* 課題の目的
次の(a)〜(c)の各記述が、下の科学エッセイ集の感想文と一致するかを「はい」か「いいえ」で答えてください。判断の根拠となる本文の語句をそのまま引用してください。
(a) 紹介されている本は22篇のエッセイを収めている。
(b) エッセイは3つのカテゴリーに分けられている。
(c) 英語話者は厚紙の箱に似たものとして厚紙の板を選ぶ。

::: ページ抜粋

2022-04-21 15:44:20 | 日記
『銀河の片隅で科学夜話
―物理学者が語る、すばらしく不思議で美しい この世界の小さな驚異―』
全卓樹(ぜん・たくじゅ)

理論物理学者(というのはどういう分野だろうか。想像もつかない…)
である作者による、22篇のエッセイ集。
宇宙、原子世界、人間社会、倫理、生命の
5つのカテゴリーに分かれています。

どれも読みやすくておもしろいです。
うんちくたっぷりで、飲み会で話したくなる笑

私が印象的だったのは、

「宇宙」の流れ星は「星が落ちるもの」という素朴な感覚が、
古代、アリストテレスには「大気圏内の現象で天体は無関係」と
バッサリ否定されたというのが面白かった。
プリミティブな庶民感覚であってたじゃん〜、と。

あと、言語学のエピソードも興味深かった。
厚紙製の箱と「似たのはどっち?」という質問に対して、
英語話者は「形の似ているプラスティック製の箱」を選び、
マヤ後話者は「質感の似ている厚紙の板」を選ぶと。

::::::
::: データ項目

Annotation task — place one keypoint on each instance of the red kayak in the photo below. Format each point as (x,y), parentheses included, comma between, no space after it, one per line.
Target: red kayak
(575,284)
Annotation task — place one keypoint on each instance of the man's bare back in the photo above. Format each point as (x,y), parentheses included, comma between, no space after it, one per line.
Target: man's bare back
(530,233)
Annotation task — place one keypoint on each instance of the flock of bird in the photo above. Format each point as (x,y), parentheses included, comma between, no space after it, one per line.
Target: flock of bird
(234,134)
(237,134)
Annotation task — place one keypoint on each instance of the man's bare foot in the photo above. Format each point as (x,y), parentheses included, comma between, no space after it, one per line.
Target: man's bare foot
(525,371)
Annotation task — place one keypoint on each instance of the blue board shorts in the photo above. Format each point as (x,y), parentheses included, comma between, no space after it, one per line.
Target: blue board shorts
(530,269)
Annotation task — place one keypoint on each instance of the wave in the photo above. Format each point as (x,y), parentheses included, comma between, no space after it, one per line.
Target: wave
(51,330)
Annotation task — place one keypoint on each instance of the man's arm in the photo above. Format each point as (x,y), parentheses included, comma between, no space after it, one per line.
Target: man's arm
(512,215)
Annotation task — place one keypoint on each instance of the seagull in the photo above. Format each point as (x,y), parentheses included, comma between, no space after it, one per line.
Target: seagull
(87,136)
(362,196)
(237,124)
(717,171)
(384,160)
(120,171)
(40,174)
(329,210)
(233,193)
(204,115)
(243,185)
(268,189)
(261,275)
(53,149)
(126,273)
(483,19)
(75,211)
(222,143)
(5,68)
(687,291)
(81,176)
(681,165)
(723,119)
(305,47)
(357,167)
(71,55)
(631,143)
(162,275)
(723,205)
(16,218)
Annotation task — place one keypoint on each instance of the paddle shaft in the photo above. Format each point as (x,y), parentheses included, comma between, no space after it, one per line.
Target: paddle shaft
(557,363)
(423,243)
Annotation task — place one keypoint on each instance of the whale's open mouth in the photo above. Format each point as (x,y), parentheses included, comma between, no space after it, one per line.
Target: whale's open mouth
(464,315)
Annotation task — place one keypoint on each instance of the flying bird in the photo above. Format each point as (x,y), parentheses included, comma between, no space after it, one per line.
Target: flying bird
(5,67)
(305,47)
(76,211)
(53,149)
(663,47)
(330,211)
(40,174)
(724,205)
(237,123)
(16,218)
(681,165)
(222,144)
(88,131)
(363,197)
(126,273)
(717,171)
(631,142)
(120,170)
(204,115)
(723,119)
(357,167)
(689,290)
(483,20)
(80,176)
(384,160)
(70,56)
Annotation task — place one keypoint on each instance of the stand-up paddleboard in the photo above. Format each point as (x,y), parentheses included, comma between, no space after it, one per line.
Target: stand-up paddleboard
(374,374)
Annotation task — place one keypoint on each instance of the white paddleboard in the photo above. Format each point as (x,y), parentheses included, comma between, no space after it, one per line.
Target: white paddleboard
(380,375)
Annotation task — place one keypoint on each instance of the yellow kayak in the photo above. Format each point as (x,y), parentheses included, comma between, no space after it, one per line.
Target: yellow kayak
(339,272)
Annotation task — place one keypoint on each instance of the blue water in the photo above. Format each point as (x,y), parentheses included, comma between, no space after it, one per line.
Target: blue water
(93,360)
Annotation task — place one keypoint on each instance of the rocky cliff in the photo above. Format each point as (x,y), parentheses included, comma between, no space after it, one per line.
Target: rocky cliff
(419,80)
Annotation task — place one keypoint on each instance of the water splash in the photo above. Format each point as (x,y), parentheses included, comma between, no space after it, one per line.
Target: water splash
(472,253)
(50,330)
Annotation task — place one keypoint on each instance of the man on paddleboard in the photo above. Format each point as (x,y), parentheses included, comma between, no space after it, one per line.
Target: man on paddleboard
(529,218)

::::::

* この課題の結果
(a) はい。「22篇のエッセイ集。」
(b) いいえ。「5つのカテゴリーに分かれています。」
(c) いいえ。「英語話者は「形の似ているプラスティック製の箱」を選び、」